Nel testo sul caso Bertocco, in quale Paese Loris Bertocco ha ottenuto il suicidio assistito?

◆ TESTO DA ANALIZZARE ◆
★ ★ ★ ★ ★

Caso Bertocco, spesa sanitaria, famiglia
domenica 15 ottobre 2017

Che nella vicenda del suicidio assistito ottenuto in Svizzera da Loris Bertocco si intreccino inestricabilmente emozioni profonde, per la tragicità delle sue sofferenze, e un’altrettanto profonda indignazione per le plateali carenze del nostro sistema assistenziale che questo caso ha portato alla luce, va assolutamente da sé, come peraltro ben emerge dai diversi editoriali e commenti che "Avvenire" ha dedicato a questo evento. Ma sia le emozioni che le indignazioni sono dinamiche psicologiche e fluttuanti, che vanno integrate con alcune fredde considerazioni razionali, in se stesse non particolarmente originali, ma che oggi vengono sistematicamente rimosse.

★ ★ ★ ★ ★

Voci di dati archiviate
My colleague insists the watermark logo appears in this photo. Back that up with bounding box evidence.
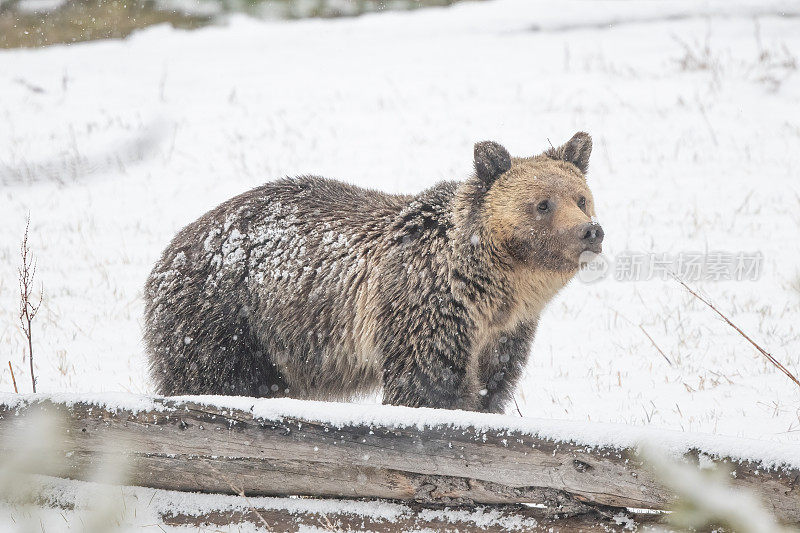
[578,251,764,283]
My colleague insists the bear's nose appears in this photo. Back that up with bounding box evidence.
[581,222,605,246]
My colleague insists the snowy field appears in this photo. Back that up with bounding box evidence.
[0,0,800,454]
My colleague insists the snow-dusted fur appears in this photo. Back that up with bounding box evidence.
[145,133,602,411]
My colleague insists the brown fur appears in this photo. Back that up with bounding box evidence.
[145,133,602,411]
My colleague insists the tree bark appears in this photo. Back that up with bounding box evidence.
[0,397,800,523]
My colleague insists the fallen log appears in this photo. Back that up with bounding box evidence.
[0,395,800,523]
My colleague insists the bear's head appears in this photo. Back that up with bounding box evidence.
[474,132,603,272]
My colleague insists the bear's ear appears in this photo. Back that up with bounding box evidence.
[475,141,511,185]
[544,131,592,174]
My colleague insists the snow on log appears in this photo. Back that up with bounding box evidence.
[0,395,800,523]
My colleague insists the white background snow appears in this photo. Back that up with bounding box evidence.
[0,0,800,448]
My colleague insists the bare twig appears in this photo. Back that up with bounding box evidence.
[670,272,800,387]
[18,214,44,392]
[8,361,19,394]
[511,396,522,416]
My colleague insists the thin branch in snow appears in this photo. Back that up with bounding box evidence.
[18,214,44,392]
[670,272,800,387]
[8,361,19,394]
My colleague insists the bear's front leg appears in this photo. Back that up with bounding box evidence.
[383,308,480,411]
[478,320,538,413]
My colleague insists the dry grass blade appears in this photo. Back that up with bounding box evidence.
[670,272,800,387]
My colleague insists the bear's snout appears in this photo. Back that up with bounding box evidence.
[578,222,605,254]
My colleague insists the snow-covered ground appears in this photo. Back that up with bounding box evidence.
[0,0,800,454]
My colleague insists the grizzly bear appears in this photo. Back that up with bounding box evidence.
[144,132,603,412]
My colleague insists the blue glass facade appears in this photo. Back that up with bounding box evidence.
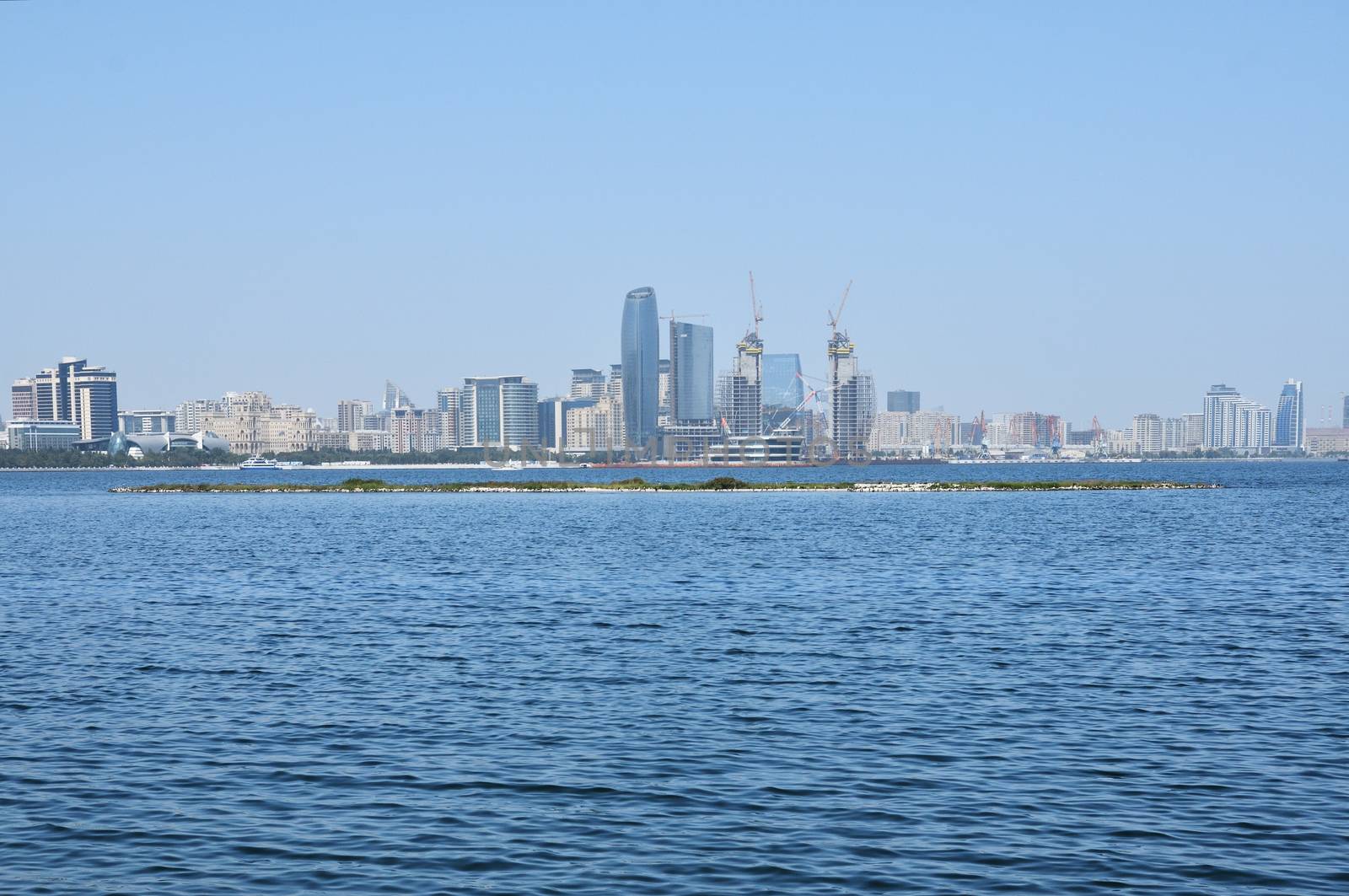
[621,286,661,447]
[670,319,715,422]
[1273,379,1303,448]
[764,355,805,407]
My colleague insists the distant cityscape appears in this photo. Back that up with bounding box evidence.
[0,287,1349,463]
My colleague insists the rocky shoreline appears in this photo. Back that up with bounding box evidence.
[110,476,1219,494]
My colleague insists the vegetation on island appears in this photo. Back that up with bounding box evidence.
[112,476,1217,492]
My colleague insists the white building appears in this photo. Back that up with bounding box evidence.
[1203,384,1273,453]
[564,395,625,453]
[1133,414,1165,455]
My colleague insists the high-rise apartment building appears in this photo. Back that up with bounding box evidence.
[380,379,416,413]
[1273,379,1307,451]
[201,391,317,455]
[19,357,117,440]
[764,353,805,409]
[9,377,38,420]
[337,398,374,432]
[117,410,178,434]
[825,328,875,458]
[621,286,661,448]
[670,319,715,425]
[1203,384,1273,453]
[174,398,220,433]
[885,389,922,413]
[456,377,538,448]
[1133,414,1165,455]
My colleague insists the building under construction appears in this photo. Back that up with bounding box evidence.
[827,283,875,459]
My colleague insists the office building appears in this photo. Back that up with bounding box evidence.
[764,353,805,407]
[337,398,374,432]
[202,391,319,455]
[117,410,178,433]
[174,398,220,433]
[717,330,764,437]
[825,326,875,458]
[568,367,609,398]
[18,357,117,440]
[562,395,625,453]
[388,405,441,455]
[456,377,538,448]
[621,286,661,448]
[868,410,962,455]
[1273,379,1307,451]
[885,389,920,414]
[436,386,461,451]
[1203,384,1273,453]
[1133,414,1165,455]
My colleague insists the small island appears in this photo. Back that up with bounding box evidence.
[110,476,1219,494]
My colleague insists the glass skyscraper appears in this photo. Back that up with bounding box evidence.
[621,286,661,447]
[671,319,715,424]
[764,355,805,407]
[1273,379,1306,449]
[885,389,922,414]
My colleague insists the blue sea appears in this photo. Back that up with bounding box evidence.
[0,462,1349,894]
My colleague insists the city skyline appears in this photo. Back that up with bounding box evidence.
[0,3,1349,424]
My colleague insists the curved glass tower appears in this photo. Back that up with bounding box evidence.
[622,286,661,448]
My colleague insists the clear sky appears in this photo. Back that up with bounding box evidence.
[0,0,1349,427]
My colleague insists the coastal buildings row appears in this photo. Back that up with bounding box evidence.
[0,297,1349,460]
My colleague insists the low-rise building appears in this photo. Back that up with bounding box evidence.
[1306,427,1349,455]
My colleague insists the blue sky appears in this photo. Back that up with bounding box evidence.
[0,2,1349,425]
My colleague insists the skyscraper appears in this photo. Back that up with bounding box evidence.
[9,377,36,420]
[764,353,805,407]
[621,286,661,447]
[1273,379,1307,451]
[825,325,875,458]
[717,326,764,436]
[885,389,922,413]
[24,357,117,440]
[671,319,715,424]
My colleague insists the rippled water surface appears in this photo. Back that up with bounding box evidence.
[0,463,1349,893]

★ ★ ★ ★ ★

◆ RISPOSTA ◆
In Svizzera.